Design
 

Design
Return to 'Introduction'
Return to 'The Significance and Usage of Individual Colours'

The Blue Array

To view a larger version of any of the following diagrams, simply click the image you wish to view.


To the left is the complete blue array. The following breaks this array down for a closer look at different sections.

To the right is a selection of Azures ranging from sky and flowers to birds and auras.

 

Azure (heraldic)
Cobalt (cobaltous oxide prepared with alumina)

Description
Very intense light blues, as in the colour of a Mediterranean sky on a fine day. The pigment cobalt blue when prepared with alumina gives it a reddish tinge. Heraldic blue (azure) is today a light, saturated sky blue (though in the Middle Ages it could be a Hyacinthine blue). It is not easy to mix these blues without cobalt blue.

Psycho-factor
When blue is intensified and lightened it becomes airy or ‘pneumatic’, and as such, a good colour symbol for concepts relating to buoyancy (floating in the sky sensation), for example liberation, escapism, getting away from it all.

Aesthetic Effects
The light blues tend to make greys and subtle colours look yellowish. They intensify and enchance orange and yellow hues especially when they’re subtle nuances.

Examples

Interiors

The light blues are very good at giving an impression of space and air. They can arrange the apparent stuffyness of a room and make it appear cooler. Unobtrusive blues may also, in some scenarios, make time appear to pass more quickly.

Products

The light blues are generally very flattering to many foods, bringing out the rich crusty and golden browns particularly.


Focus now turns to the Ultramarine Blues (left).

Input material -
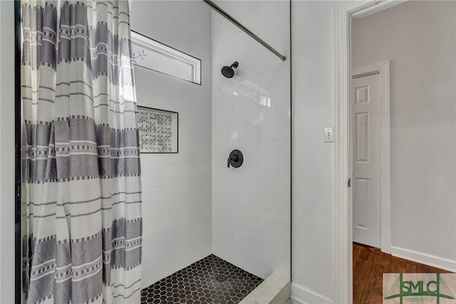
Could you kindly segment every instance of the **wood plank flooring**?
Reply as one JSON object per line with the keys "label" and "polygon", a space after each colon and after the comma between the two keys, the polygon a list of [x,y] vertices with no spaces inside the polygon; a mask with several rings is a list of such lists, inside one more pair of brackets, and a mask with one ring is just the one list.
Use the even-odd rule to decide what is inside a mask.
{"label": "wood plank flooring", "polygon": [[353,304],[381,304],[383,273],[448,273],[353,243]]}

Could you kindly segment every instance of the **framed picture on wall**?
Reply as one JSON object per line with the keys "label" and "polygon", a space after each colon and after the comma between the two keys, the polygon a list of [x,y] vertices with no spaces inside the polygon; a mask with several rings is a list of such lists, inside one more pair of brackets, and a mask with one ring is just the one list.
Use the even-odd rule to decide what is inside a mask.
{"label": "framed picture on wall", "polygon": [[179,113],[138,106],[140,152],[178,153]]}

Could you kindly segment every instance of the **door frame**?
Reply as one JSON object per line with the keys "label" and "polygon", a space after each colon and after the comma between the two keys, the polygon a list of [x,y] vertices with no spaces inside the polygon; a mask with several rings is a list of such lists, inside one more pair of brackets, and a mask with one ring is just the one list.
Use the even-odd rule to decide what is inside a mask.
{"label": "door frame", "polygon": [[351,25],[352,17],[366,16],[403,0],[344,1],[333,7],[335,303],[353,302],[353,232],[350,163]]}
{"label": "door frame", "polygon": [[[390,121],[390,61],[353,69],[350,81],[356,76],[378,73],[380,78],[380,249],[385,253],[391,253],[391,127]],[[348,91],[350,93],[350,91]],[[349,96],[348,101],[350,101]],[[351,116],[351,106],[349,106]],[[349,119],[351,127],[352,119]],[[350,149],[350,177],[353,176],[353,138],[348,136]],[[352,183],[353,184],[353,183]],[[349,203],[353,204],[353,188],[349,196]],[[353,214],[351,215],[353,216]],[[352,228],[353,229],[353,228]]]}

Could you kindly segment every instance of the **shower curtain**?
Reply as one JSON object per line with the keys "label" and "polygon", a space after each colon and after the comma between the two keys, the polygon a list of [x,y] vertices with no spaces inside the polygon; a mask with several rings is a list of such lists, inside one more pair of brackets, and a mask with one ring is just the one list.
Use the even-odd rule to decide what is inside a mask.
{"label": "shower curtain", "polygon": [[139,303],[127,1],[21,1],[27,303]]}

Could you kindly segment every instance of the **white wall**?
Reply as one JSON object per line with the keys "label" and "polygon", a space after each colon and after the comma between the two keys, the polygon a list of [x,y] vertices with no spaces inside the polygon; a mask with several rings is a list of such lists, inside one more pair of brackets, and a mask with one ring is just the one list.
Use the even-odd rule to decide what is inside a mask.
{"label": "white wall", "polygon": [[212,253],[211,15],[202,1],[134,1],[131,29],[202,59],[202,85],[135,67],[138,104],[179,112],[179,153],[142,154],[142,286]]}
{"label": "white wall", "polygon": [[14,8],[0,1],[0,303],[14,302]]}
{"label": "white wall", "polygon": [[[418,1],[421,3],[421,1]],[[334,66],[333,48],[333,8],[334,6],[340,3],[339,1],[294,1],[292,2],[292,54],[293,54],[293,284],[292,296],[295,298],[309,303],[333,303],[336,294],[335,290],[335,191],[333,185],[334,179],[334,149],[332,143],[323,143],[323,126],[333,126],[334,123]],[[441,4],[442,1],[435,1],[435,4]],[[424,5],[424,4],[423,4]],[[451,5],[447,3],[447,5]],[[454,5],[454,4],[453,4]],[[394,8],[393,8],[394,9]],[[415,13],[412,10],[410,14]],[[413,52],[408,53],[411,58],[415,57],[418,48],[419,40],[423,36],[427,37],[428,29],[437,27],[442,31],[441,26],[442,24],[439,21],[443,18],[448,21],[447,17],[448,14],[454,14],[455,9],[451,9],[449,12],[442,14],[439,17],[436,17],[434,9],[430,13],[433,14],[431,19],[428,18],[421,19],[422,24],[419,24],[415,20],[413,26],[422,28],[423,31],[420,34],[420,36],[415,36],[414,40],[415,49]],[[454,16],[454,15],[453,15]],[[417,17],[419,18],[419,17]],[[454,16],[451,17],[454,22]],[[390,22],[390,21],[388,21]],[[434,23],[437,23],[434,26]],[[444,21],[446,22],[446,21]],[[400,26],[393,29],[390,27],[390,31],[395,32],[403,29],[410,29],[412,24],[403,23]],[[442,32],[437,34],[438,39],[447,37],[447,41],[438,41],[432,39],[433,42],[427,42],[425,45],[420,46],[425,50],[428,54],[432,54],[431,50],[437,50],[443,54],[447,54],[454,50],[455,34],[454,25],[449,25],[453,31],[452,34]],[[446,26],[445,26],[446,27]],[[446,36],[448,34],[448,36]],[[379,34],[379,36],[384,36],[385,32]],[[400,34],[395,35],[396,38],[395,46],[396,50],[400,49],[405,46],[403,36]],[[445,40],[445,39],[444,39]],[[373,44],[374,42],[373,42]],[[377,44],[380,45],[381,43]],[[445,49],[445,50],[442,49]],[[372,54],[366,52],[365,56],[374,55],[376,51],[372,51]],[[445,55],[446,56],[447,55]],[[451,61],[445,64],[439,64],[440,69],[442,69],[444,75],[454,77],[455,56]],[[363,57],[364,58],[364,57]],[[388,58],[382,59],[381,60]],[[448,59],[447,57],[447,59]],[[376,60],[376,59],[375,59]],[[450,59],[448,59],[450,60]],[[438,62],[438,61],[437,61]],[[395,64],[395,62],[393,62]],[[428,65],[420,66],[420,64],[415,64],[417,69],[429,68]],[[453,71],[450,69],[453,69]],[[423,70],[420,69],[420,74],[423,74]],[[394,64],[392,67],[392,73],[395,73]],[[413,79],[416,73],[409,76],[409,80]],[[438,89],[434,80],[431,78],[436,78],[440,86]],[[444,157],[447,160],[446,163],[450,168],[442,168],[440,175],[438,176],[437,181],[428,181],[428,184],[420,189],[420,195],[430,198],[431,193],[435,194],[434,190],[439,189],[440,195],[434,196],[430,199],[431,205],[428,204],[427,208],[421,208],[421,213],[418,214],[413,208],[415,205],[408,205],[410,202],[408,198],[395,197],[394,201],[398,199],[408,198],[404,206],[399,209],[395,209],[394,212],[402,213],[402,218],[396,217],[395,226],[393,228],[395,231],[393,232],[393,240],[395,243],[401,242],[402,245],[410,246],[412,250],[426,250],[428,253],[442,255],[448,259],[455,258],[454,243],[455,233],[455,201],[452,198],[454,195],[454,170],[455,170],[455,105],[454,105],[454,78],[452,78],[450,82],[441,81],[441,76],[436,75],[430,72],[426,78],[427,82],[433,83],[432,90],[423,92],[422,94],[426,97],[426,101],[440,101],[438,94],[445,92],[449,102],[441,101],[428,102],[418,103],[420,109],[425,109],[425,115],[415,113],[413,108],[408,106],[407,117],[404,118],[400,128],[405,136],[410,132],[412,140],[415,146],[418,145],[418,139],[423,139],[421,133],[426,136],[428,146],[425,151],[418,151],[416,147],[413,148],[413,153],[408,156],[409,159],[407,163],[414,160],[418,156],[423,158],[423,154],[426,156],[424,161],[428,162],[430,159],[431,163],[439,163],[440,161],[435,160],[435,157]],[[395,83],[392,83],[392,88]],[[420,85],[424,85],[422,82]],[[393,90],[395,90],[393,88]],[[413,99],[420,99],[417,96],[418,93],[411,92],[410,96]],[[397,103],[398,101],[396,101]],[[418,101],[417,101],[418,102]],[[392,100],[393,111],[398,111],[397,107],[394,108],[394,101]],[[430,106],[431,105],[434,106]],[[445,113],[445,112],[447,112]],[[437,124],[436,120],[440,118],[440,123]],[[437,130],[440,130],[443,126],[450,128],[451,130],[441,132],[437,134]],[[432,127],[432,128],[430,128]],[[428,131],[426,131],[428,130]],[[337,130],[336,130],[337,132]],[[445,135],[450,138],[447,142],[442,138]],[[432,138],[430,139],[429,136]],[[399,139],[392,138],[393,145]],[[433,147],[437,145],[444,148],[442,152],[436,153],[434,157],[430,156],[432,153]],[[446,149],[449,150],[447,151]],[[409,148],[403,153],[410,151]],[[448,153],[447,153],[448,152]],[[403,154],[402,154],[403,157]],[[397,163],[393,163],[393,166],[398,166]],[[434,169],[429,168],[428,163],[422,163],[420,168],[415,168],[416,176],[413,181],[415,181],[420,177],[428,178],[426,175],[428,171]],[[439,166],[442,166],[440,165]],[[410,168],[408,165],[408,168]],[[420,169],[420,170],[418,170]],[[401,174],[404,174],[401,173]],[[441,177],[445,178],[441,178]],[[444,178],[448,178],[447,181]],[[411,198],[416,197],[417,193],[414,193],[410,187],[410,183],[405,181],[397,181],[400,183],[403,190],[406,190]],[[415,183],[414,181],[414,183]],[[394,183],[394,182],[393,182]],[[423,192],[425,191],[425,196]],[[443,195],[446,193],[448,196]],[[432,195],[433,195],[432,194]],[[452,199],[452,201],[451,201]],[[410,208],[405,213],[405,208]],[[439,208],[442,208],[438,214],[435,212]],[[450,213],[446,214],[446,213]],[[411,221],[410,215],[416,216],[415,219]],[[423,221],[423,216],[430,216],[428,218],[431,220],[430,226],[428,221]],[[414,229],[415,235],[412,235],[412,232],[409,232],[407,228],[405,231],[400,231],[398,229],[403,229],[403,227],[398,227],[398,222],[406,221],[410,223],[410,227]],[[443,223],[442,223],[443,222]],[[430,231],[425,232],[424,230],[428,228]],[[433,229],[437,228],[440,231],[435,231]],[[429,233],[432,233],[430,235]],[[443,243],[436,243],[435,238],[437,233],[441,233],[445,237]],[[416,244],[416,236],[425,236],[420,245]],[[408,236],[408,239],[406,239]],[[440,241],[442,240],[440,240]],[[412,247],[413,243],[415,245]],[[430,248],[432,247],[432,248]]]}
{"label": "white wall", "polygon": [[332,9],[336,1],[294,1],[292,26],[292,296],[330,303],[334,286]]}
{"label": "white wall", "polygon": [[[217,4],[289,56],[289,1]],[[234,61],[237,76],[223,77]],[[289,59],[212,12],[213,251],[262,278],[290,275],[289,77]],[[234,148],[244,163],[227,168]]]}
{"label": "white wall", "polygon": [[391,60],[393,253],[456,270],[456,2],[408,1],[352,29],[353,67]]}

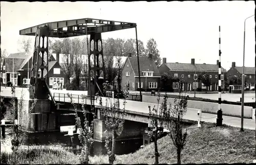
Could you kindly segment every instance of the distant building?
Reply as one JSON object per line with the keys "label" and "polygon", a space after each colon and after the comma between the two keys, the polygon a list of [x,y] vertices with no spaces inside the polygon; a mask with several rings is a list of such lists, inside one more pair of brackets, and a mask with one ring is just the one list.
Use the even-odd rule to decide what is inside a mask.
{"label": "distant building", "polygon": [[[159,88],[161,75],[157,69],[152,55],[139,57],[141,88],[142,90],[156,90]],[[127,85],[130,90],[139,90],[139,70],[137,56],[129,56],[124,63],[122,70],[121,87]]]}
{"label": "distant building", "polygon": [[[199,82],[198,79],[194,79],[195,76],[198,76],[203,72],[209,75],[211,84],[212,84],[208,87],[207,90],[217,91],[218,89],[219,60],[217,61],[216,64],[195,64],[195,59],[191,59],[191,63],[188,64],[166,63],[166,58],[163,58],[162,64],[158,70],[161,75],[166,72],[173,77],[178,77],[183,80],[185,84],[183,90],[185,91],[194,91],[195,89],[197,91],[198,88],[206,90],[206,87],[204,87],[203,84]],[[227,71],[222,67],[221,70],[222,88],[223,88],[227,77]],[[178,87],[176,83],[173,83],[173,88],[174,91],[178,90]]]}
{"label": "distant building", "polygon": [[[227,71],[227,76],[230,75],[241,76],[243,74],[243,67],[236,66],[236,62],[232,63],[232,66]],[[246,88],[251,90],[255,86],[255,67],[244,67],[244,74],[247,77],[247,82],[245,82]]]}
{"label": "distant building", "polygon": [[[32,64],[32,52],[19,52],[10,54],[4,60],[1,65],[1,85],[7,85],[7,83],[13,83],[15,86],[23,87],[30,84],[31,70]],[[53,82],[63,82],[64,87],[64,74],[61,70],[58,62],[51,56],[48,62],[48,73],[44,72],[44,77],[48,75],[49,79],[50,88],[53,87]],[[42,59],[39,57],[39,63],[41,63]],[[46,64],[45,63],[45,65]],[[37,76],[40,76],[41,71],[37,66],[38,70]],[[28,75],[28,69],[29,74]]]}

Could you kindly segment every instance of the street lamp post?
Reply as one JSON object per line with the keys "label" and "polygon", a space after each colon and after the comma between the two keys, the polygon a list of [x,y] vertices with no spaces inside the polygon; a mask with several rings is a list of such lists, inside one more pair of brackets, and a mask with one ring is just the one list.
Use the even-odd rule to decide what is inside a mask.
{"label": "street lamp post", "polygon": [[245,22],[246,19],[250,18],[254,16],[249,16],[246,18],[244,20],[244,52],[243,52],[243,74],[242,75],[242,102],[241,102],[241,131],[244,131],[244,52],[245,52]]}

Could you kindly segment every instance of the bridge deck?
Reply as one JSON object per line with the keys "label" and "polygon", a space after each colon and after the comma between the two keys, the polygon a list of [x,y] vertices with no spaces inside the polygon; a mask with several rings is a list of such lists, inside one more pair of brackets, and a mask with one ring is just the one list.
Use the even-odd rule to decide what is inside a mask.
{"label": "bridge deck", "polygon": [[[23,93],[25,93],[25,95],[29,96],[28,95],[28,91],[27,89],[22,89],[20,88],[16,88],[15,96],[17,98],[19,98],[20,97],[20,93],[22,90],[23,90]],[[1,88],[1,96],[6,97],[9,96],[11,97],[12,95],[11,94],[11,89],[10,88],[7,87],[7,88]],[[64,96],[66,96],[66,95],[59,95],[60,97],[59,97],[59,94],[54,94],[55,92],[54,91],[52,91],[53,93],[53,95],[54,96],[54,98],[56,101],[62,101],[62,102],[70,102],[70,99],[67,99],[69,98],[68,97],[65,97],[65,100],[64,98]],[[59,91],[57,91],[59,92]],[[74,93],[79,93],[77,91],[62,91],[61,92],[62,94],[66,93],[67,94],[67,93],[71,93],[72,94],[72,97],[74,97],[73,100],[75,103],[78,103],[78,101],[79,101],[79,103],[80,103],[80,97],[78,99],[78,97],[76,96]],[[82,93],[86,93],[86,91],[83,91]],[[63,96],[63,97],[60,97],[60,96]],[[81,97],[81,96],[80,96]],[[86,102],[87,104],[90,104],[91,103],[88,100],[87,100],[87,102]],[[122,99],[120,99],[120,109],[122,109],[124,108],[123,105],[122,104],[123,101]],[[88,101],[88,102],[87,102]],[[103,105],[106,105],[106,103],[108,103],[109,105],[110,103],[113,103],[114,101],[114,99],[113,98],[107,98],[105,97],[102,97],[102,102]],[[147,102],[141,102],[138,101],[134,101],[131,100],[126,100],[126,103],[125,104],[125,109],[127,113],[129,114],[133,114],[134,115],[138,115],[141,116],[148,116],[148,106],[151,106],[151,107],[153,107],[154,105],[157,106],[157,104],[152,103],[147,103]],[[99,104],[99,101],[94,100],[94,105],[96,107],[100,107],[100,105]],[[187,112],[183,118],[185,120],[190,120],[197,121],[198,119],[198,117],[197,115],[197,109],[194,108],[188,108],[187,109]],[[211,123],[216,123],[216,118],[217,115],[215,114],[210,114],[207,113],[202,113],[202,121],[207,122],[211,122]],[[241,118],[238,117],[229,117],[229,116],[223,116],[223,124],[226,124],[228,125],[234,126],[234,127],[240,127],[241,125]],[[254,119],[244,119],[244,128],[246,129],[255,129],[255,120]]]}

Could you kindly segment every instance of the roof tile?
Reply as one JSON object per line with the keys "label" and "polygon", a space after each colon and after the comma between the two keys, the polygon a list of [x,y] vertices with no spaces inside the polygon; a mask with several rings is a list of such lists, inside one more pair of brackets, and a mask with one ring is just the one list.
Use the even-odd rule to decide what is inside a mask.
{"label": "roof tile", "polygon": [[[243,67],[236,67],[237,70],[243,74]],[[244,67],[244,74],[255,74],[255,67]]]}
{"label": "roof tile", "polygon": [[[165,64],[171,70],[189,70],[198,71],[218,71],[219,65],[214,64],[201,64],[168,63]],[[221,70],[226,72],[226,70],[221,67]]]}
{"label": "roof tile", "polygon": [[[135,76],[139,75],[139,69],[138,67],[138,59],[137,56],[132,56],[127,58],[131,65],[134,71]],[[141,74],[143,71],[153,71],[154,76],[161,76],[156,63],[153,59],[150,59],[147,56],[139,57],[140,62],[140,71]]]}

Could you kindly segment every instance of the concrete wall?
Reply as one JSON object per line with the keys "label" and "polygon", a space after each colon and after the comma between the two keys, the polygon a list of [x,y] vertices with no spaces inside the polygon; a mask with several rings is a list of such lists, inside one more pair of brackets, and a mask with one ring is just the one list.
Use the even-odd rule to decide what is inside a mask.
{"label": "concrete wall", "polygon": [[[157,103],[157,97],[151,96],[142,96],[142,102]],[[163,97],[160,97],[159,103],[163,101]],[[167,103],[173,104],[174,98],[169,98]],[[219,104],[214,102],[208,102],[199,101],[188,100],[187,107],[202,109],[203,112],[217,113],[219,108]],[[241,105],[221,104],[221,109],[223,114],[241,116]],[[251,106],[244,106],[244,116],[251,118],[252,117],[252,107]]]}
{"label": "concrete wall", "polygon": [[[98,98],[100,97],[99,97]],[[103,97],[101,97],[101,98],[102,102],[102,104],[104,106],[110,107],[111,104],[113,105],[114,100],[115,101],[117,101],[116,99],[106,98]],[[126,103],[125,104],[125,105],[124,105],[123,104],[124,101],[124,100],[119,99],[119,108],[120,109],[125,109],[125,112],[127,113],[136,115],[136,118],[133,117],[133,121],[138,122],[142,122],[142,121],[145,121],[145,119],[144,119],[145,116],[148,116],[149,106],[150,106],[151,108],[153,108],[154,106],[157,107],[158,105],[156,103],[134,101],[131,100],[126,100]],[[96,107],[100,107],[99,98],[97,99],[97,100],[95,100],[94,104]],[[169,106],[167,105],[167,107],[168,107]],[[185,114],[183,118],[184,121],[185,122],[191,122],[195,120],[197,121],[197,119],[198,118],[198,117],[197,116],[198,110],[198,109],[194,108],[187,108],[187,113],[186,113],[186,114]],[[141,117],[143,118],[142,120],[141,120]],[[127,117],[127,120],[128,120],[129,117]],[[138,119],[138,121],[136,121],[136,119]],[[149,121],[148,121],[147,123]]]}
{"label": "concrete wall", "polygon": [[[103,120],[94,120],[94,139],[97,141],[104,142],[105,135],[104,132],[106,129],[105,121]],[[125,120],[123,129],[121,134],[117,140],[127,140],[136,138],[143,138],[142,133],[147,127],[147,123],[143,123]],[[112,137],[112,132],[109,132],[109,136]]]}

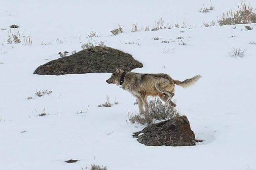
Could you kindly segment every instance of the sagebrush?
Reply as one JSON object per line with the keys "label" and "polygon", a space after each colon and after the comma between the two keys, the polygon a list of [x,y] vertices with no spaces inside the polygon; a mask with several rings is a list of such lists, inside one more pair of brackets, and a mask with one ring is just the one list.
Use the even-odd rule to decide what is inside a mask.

Required actions -
A: From the page on the blue array, list the examples it gives of concepts relating to buoyancy.
B: Find every line in the entries that contains the string "framed", matching case exactly, and copy each of those lines.

Responses in order -
A:
- liberation
- escapism
- getting away from it all

B:
Could you kindly segment every instance of the **framed picture on wall**?
{"label": "framed picture on wall", "polygon": [[179,113],[138,106],[140,152],[178,153]]}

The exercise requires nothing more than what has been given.